> _Do this_: Each line below should be retyped exactly, with no pictures.

> _Recorded information_:
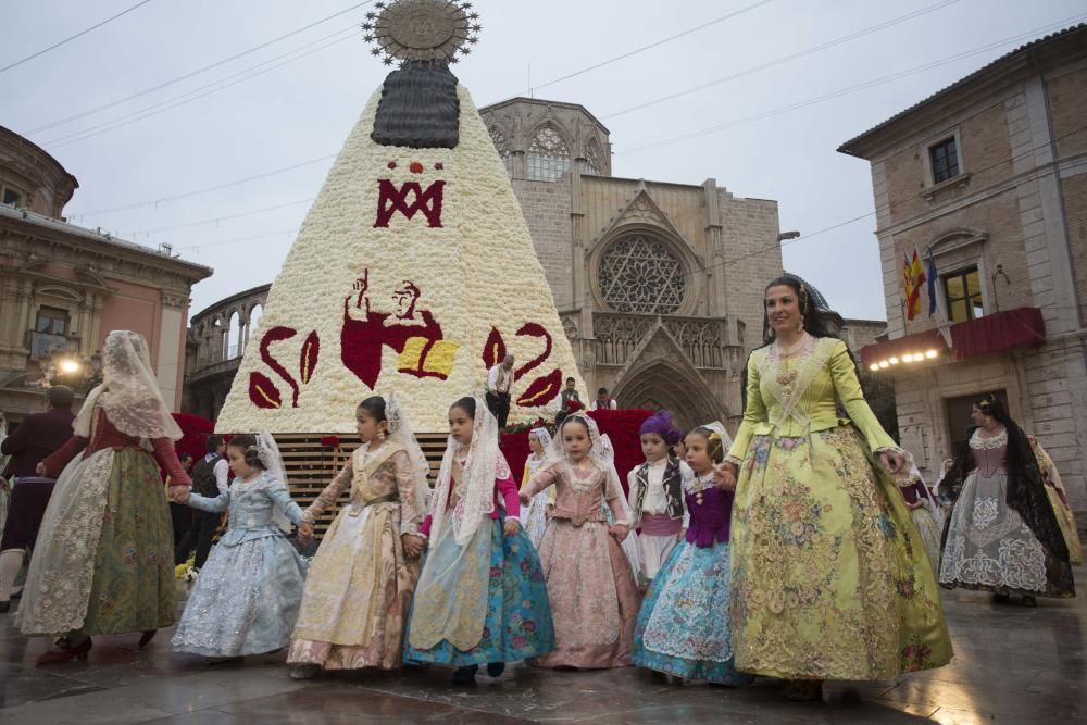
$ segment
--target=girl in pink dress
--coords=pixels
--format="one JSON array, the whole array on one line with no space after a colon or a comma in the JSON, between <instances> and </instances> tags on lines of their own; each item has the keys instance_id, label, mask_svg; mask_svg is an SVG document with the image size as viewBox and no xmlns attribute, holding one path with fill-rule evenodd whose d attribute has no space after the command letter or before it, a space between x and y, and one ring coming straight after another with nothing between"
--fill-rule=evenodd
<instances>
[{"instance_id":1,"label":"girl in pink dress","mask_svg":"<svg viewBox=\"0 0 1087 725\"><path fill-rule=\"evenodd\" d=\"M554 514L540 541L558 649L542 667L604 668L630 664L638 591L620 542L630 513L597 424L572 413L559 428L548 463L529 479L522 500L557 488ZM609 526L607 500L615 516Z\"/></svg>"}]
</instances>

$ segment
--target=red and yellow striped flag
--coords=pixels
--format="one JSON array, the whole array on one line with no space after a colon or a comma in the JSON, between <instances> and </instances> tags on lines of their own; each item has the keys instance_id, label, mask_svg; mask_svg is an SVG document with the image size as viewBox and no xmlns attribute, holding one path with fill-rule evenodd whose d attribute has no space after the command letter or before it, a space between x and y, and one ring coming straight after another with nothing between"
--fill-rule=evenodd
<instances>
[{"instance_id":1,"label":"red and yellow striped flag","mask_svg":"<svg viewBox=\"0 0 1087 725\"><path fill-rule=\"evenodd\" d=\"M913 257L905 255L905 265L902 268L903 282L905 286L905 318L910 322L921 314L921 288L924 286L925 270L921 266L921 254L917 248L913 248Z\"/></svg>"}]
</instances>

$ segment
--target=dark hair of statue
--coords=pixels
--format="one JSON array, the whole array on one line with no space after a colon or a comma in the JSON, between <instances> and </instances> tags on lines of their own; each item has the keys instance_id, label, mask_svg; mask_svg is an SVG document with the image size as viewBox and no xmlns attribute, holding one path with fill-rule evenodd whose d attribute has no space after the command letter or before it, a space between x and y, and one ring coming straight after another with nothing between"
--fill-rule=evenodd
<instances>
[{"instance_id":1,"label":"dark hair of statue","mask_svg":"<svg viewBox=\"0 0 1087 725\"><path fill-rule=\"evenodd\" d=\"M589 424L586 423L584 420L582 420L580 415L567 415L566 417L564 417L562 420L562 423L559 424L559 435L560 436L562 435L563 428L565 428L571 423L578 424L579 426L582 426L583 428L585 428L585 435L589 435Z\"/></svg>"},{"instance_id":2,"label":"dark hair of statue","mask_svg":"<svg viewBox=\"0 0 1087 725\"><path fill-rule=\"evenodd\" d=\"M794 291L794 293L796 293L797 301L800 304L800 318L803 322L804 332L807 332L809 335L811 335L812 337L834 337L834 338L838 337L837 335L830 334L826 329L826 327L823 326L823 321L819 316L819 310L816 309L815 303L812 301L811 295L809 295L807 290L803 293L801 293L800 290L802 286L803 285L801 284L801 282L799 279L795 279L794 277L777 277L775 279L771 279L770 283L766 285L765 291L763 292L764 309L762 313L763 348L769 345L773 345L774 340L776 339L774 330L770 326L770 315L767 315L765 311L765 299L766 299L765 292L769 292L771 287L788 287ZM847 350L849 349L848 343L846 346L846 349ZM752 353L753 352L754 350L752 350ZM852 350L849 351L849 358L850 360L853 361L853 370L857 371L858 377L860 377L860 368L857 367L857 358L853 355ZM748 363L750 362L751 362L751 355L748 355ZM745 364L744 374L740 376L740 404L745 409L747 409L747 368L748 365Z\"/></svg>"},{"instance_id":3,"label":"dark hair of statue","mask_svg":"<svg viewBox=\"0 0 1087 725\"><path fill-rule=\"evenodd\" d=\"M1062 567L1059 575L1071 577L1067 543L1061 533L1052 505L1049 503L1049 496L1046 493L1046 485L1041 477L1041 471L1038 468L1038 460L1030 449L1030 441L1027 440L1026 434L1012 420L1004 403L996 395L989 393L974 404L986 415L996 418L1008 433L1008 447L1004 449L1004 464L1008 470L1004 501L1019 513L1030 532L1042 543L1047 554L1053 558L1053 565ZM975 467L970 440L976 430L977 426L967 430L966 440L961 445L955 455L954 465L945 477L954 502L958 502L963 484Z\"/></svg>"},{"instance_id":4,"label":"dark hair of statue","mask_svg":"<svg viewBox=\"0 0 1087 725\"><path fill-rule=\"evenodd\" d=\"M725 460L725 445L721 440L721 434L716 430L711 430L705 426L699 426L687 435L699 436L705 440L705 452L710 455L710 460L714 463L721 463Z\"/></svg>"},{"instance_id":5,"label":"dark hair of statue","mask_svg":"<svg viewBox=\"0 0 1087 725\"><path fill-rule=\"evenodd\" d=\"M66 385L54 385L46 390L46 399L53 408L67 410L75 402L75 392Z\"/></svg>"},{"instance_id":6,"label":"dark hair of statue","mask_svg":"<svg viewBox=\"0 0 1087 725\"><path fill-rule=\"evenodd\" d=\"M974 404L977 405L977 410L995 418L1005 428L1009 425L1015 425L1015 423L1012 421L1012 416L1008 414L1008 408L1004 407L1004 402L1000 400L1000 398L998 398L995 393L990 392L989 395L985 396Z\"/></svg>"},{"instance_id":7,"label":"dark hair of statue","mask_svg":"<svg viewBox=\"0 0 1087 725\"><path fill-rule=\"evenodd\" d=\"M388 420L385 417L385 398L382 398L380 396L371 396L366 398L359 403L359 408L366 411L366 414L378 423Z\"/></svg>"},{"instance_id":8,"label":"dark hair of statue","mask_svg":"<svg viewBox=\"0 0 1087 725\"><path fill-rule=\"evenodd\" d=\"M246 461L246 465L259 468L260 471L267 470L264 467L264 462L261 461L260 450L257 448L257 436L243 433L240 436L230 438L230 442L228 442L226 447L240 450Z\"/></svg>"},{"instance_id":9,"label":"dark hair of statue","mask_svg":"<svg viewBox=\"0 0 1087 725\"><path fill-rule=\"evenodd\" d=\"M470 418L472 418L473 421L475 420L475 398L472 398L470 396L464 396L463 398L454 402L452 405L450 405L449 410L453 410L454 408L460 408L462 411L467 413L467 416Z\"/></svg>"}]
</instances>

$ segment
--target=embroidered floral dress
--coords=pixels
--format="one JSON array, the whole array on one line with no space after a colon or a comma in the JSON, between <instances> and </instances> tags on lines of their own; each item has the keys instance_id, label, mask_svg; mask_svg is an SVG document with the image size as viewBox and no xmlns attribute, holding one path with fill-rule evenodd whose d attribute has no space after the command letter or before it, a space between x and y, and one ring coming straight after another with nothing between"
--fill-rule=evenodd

> _Written answer_:
$ segment
--target=girl in pink dress
--coords=pixels
--format="one JSON array, the whole array on one line with no space after a colon or a comma in the JSON, between <instances> and </instances> tags on lines of their own; each item has the keys instance_id, label, mask_svg; mask_svg is an SVG document with the image size as viewBox and no xmlns attribute, holding one path with fill-rule evenodd whose d attribute has no space after the command letter or before it, a space between x and y, and one ring coming straight after another with nothing between"
--fill-rule=evenodd
<instances>
[{"instance_id":1,"label":"girl in pink dress","mask_svg":"<svg viewBox=\"0 0 1087 725\"><path fill-rule=\"evenodd\" d=\"M554 514L540 541L558 649L542 667L604 668L630 664L638 591L620 542L630 513L597 424L572 413L559 428L548 463L529 479L522 500L557 488ZM609 526L607 500L615 516Z\"/></svg>"}]
</instances>

$ segment
--target=red and yellow striped flag
--coords=pixels
--format="one JSON array, the whole array on one line with no space after a colon or a comma in the JSON, between <instances> and </instances> tags on lines of their own; each item has the keys instance_id, label, mask_svg; mask_svg is an SVG document with the image size as viewBox and no xmlns attribute, holding one path with fill-rule evenodd whose d attribute has no space after the command letter or before it, a space between x and y, and one ring coming straight after another with nothing between"
--fill-rule=evenodd
<instances>
[{"instance_id":1,"label":"red and yellow striped flag","mask_svg":"<svg viewBox=\"0 0 1087 725\"><path fill-rule=\"evenodd\" d=\"M913 257L905 255L905 265L902 268L903 282L905 286L905 318L910 322L921 314L921 288L924 286L925 270L921 266L921 254L917 248L913 248Z\"/></svg>"}]
</instances>

$ segment
--target=dark hair of statue
--coords=pixels
--format="one JSON array, the whole array on one line with no space after a colon or a comma in the JSON, between <instances> and </instances> tags on lines of their own; each item has the keys instance_id, label, mask_svg; mask_svg is an SVG document with the image size as viewBox and no xmlns attribute, holding one path with fill-rule evenodd whose d attribute has no space after the command letter or before it, a space between x and y, and one ring coming straight after another with nothing between"
--fill-rule=evenodd
<instances>
[{"instance_id":1,"label":"dark hair of statue","mask_svg":"<svg viewBox=\"0 0 1087 725\"><path fill-rule=\"evenodd\" d=\"M589 424L586 423L584 420L582 420L580 415L567 415L566 417L564 417L562 420L562 423L559 424L559 435L560 436L562 435L563 428L565 428L571 423L578 424L579 426L582 426L583 428L585 428L585 435L589 435Z\"/></svg>"},{"instance_id":2,"label":"dark hair of statue","mask_svg":"<svg viewBox=\"0 0 1087 725\"><path fill-rule=\"evenodd\" d=\"M794 291L794 293L796 293L797 301L800 304L800 318L803 322L804 332L807 332L809 335L811 335L812 337L834 337L834 338L838 337L837 335L830 334L826 329L826 327L823 326L823 321L819 316L819 310L816 309L815 303L812 301L811 295L809 295L807 290L803 293L801 293L800 290L802 286L803 285L801 284L801 282L799 279L795 279L794 277L777 277L775 279L771 279L770 283L766 285L765 291L763 292L764 309L762 313L763 348L769 345L773 345L774 340L776 339L774 330L770 326L770 315L767 315L765 311L765 299L766 299L765 292L769 292L771 287L788 287ZM847 350L849 349L848 343L846 346L846 349ZM752 353L753 352L754 350L752 350ZM852 350L849 351L849 358L850 360L853 361L853 370L857 371L858 377L860 377L860 368L857 367L857 358L853 355ZM748 363L750 362L751 362L751 355L748 355ZM745 364L744 374L740 376L740 404L745 409L747 409L747 368L748 365Z\"/></svg>"},{"instance_id":3,"label":"dark hair of statue","mask_svg":"<svg viewBox=\"0 0 1087 725\"><path fill-rule=\"evenodd\" d=\"M1062 567L1059 575L1071 577L1067 543L1061 533L1052 505L1049 503L1049 496L1046 493L1046 485L1041 477L1041 471L1038 468L1038 460L1030 449L1030 441L1027 440L1026 434L1012 420L1004 403L996 395L989 393L974 404L986 415L996 418L1008 433L1008 447L1004 449L1004 464L1008 470L1004 501L1019 513L1030 532L1042 543L1047 554L1053 558L1053 565ZM975 467L970 440L976 430L977 426L967 430L966 440L961 445L955 455L954 465L945 477L954 502L958 502L963 484Z\"/></svg>"},{"instance_id":4,"label":"dark hair of statue","mask_svg":"<svg viewBox=\"0 0 1087 725\"><path fill-rule=\"evenodd\" d=\"M725 460L725 445L721 440L721 434L716 430L711 430L705 426L699 426L687 435L699 436L705 440L705 452L710 455L710 460L714 463L721 463Z\"/></svg>"},{"instance_id":5,"label":"dark hair of statue","mask_svg":"<svg viewBox=\"0 0 1087 725\"><path fill-rule=\"evenodd\" d=\"M66 385L54 385L46 390L46 399L53 408L67 410L75 402L75 392Z\"/></svg>"},{"instance_id":6,"label":"dark hair of statue","mask_svg":"<svg viewBox=\"0 0 1087 725\"><path fill-rule=\"evenodd\" d=\"M974 404L977 405L977 410L995 418L1005 428L1009 425L1015 425L1015 423L1012 421L1012 416L1008 414L1008 408L1004 407L1004 402L1000 400L1000 398L998 398L995 393L990 392L989 395L985 396Z\"/></svg>"},{"instance_id":7,"label":"dark hair of statue","mask_svg":"<svg viewBox=\"0 0 1087 725\"><path fill-rule=\"evenodd\" d=\"M388 420L385 417L385 398L382 398L380 396L371 396L366 398L359 403L359 408L366 411L366 414L378 423Z\"/></svg>"},{"instance_id":8,"label":"dark hair of statue","mask_svg":"<svg viewBox=\"0 0 1087 725\"><path fill-rule=\"evenodd\" d=\"M246 461L246 465L259 468L260 471L267 470L264 467L264 462L261 461L260 450L257 448L257 436L243 433L240 436L230 438L230 442L228 442L226 447L240 450Z\"/></svg>"},{"instance_id":9,"label":"dark hair of statue","mask_svg":"<svg viewBox=\"0 0 1087 725\"><path fill-rule=\"evenodd\" d=\"M470 418L472 418L473 421L475 420L475 398L472 398L470 396L464 396L463 398L454 402L452 405L450 405L449 410L453 410L454 408L460 408L462 411L467 413L467 416Z\"/></svg>"}]
</instances>

$ segment
--target=embroidered floral dress
--coords=pixels
--format="one JSON array, the whole array on one line with no space after a colon or a comma in the JSON, between <instances> and </instances> tags on lines of their own; each item has the keys instance_id, label, mask_svg; mask_svg is an SVG document with the image size as viewBox and no xmlns attribute, holding one path with fill-rule evenodd whose d attribute has no space after the command letter or before it, a space between x and y, and one ring coming straight after another with nothing between"
--fill-rule=evenodd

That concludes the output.